YOUR TASK:
Starting at the line containing "wooden ceiling in" and ending at the line containing "7,183,36,247", copy out that stretch of the material with "oval" changed to "round" and nothing else altered.

RECORDS FOR THE TASK:
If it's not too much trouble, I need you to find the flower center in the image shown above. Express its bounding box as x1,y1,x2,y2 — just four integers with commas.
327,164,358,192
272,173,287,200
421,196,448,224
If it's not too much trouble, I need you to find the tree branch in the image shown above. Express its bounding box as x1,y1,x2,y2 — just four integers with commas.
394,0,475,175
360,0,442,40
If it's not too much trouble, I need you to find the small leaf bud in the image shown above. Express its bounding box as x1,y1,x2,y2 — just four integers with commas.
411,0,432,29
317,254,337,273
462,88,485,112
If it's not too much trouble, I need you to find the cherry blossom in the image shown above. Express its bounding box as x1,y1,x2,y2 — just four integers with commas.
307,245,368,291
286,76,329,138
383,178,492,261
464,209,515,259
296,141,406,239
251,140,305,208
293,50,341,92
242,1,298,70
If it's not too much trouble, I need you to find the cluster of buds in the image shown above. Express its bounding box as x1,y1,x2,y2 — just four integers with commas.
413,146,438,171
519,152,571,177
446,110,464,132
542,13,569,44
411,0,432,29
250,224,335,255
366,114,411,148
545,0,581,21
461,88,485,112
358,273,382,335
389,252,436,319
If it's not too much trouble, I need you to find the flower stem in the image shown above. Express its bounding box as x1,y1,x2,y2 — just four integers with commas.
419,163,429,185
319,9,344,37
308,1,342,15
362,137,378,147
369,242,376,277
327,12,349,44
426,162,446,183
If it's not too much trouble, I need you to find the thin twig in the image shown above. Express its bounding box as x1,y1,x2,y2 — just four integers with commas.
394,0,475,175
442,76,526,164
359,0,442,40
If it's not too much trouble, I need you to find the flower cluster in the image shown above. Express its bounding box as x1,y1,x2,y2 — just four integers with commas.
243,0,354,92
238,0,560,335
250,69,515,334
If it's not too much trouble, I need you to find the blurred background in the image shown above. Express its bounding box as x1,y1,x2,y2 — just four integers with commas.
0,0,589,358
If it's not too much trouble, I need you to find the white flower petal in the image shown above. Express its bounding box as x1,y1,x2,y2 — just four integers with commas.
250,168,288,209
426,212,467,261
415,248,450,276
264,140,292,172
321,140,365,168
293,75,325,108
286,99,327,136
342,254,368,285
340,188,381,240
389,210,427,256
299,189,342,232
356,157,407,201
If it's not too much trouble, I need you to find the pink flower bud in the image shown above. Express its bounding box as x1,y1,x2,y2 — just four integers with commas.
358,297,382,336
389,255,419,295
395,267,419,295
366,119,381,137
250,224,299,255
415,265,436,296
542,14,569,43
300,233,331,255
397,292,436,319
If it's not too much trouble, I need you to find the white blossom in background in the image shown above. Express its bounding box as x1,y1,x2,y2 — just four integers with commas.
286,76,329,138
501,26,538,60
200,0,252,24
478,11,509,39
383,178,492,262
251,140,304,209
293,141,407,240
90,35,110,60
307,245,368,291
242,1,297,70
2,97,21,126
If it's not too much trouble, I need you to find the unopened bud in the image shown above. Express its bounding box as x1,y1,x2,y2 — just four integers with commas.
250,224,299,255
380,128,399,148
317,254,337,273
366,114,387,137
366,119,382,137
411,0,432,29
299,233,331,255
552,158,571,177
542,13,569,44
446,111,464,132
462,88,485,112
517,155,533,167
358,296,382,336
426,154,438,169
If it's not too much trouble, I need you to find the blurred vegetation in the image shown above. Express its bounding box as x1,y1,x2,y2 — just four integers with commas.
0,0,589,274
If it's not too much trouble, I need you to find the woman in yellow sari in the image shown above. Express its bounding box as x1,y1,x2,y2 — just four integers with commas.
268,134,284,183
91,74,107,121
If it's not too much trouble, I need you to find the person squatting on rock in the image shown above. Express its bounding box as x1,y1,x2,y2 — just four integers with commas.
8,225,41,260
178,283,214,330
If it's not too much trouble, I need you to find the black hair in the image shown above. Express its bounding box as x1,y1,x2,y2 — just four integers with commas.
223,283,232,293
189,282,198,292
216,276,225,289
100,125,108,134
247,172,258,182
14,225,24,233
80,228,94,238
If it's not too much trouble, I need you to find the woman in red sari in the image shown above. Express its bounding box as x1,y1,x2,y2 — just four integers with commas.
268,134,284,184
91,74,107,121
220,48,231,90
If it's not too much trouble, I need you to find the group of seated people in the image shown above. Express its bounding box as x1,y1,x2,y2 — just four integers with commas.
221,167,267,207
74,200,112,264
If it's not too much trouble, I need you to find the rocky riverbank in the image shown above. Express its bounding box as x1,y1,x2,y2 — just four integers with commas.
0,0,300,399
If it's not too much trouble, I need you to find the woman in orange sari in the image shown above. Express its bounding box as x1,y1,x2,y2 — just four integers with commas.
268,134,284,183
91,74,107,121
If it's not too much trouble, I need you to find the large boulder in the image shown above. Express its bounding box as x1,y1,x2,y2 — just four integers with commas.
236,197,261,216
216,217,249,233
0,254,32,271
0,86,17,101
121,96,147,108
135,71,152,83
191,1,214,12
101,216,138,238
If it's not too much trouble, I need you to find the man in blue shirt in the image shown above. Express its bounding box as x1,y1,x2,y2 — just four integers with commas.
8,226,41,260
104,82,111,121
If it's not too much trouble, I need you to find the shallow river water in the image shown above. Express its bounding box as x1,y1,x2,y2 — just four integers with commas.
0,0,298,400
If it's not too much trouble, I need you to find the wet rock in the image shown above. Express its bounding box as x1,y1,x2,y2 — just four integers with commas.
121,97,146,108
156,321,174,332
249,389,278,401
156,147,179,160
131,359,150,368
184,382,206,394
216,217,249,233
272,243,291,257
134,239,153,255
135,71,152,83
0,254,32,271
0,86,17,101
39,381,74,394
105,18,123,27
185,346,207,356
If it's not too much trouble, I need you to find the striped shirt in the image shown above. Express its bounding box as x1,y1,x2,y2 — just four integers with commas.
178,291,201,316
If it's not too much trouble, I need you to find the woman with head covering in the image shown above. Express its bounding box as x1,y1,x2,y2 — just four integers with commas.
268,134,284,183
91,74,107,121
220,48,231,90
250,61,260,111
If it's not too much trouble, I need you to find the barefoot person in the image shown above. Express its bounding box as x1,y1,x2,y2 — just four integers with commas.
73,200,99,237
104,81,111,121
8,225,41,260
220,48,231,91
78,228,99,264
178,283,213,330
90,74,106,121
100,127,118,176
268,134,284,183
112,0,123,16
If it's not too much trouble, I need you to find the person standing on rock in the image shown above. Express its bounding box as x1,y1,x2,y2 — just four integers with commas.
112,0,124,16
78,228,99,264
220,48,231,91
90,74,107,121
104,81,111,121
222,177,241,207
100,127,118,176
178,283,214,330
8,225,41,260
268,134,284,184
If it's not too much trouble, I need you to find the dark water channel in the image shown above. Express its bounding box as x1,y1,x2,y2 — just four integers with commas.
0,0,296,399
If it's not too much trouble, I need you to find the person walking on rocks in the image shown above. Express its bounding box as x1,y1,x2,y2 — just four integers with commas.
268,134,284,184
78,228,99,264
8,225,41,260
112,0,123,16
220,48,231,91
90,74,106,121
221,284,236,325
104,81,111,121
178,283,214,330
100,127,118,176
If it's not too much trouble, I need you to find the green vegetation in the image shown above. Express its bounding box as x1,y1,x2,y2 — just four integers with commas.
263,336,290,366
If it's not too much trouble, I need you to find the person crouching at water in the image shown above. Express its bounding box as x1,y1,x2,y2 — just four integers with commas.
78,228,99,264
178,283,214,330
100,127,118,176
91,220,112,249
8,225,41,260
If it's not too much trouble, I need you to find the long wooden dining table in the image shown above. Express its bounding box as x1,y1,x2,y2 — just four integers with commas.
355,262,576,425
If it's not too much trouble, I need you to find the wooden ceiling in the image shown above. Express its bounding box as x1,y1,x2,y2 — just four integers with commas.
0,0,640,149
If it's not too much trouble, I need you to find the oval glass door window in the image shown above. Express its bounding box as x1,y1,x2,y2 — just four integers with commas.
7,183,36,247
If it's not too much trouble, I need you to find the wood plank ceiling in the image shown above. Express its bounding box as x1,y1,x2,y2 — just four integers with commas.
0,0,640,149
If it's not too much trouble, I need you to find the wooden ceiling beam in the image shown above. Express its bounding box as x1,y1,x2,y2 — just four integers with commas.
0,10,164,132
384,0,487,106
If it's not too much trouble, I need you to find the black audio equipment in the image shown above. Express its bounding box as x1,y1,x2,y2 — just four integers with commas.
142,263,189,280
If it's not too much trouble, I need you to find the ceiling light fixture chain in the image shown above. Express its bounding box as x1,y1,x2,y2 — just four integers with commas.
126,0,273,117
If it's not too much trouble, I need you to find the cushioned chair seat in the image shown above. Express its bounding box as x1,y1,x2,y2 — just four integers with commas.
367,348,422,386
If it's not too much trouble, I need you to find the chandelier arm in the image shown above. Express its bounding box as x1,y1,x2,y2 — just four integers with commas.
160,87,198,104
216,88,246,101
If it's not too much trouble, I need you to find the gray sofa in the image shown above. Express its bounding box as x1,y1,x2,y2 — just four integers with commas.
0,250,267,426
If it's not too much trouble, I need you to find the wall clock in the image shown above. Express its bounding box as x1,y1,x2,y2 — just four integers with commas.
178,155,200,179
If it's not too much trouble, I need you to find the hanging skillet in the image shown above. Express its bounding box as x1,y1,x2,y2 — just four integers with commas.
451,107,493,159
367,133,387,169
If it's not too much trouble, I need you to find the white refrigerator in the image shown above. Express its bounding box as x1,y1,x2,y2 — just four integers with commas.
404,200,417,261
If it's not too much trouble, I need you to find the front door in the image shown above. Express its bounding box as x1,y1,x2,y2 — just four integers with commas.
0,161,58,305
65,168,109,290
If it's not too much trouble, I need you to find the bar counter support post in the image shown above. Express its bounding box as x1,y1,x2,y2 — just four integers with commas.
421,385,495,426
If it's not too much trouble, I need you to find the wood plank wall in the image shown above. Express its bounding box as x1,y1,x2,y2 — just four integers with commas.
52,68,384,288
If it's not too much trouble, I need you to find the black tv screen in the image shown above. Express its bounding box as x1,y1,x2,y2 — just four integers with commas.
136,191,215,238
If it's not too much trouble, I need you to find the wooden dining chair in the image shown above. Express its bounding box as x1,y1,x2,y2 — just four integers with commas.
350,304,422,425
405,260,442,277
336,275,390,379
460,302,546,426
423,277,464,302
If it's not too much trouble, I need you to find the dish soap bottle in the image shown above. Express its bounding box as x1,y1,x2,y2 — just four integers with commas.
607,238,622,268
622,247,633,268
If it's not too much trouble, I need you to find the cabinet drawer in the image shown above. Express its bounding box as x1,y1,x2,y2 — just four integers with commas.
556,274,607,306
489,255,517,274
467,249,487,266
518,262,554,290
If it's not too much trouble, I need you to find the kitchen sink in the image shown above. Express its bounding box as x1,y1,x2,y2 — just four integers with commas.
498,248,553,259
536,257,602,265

SOLUTION TO THIS PROBLEM:
If it's not too much trouble, I need you to find the wooden ceiling in the image shown above. Express its bounding box as x1,y1,x2,y2 — just four integers with commas.
0,0,640,149
If it's not too much trouble, I need you to find the round glass door window in the image shown above. Express its bounding box as x1,y1,x2,y2 — just four integers with commas.
7,183,36,247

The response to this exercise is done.